Dans ma ville d’origine, les vieux stanois ou les vieux albertivillariens exprimaient souvent leur nostalgie de Stains ou d’Aubervilliers « d’avant ». Les vieux savoyards tiennent des propos apparemment équivalents. Le changement va trop vite. Ils tentent de construire des remparts illusoires : la belle vallée d’Abondance vote à plus de 50% pour l’extrême droite.
Nous étions devant les lycées d’Évian et de Thonon pour distribuer un tract des élus de gauche du Conseil régional. Certes, la vision quotidienne du lac ou de la dent d’Oche (vous la connaissez tous, c’est l’image de l’étiquette des bouteille d’Évian) est préférable aux friches devant le lycée de Stains. Pour leur avenir, les lycéens se projettent sur Lyon, Grenoble ou la Suisse, soit on s’oriente vers le tourisme ou l’artisanat pour rester « au pays ». Il existe cependant des créations d’activité originales ou alternative, centrés sur l’économie solidaire et écologique (qu’on appelle assez peu de cette manière ici) mais souvent créées par les nouveaux savoyards.

______________________________

* EXERCICES *
1: Indiquez par oui ou non si chaque affirmation concorde avec le texte sur Stains et la Savoie, en citant mot pour mot le passage qui tranche : (a) plus de la moitié des votes de la vallée d'Abondance vont à l'extrême droite ; (b) le tract distribué devant les lycées venait des élus de droite du Conseil régional ; (c) les créations d'activité alternatives sont souvent le fait des nouveaux savoyards.
2: Donnez la suite du texte sur Stains et la Savoie, à partir de sa dernière phrase.
Les données qui suivent forment un ensemble distinct, sans lien avec le texte sur Stains et la Savoie.

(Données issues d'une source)
______________________________

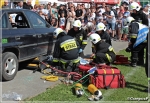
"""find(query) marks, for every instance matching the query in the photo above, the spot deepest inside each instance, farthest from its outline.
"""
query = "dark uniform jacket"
(80, 36)
(66, 48)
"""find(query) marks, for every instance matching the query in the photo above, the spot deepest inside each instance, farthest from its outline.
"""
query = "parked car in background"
(25, 35)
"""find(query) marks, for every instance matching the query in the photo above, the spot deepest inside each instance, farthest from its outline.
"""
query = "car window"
(36, 20)
(3, 21)
(18, 20)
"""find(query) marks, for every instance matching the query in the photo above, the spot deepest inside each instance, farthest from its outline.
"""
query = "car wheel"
(9, 66)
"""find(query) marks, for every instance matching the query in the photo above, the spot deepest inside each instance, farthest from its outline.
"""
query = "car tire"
(9, 66)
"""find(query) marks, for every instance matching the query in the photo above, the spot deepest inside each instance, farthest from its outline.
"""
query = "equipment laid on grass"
(107, 77)
(121, 59)
(79, 89)
(96, 94)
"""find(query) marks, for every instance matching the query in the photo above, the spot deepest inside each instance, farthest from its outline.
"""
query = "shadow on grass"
(135, 86)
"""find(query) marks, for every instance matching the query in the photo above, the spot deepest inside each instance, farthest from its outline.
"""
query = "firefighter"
(134, 27)
(66, 53)
(104, 52)
(101, 30)
(79, 34)
(140, 17)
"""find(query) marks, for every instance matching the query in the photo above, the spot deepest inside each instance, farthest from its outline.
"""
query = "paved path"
(28, 84)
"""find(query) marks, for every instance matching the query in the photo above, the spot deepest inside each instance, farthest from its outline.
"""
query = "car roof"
(14, 10)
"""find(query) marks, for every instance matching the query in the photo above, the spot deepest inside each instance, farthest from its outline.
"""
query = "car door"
(43, 32)
(25, 37)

______________________________

* RÉPONSES PAR EXERCICE *
1:
(a) Oui : « la belle vallée d’Abondance vote à plus de 50% pour l’extrême droite ».
(b) Non : « un tract des élus de gauche du Conseil régional ».
(c) Oui : « mais souvent créées par les nouveaux savoyards ».

2:
Au fond les habitants du Chablais, grâce à la Suisse et au tourisme, connaissent un quasi plein emploi et protègent leur qualité de vie. La taille des villes et la proximité des montagnes font la fierté des savoyards… Mais on peut se demander si ce n’est pas tendanciellement un « beau décor ». Comme dans les Cévennes la forêt progresse sur les alpages.
Quand je reviens à Stains ou la Courneuve, je suis maintenant effrayé par les densités, le cloisonnement social (quand on passe de Paris à la banlieue) et je comprends la crainte que le Grand Genève soit progressivement ressemblant au grand Paris. Pour autant je suis réticent à un discours ambiant ultra-conservateur et peu ouvert à un développement local équilibré. Comment transformer les « grandes peurs » en projets alternatifs ? Tant qu’on continue à suivre une logique de profits à court terme, les sociétés s’enfoncent dans l’impasse.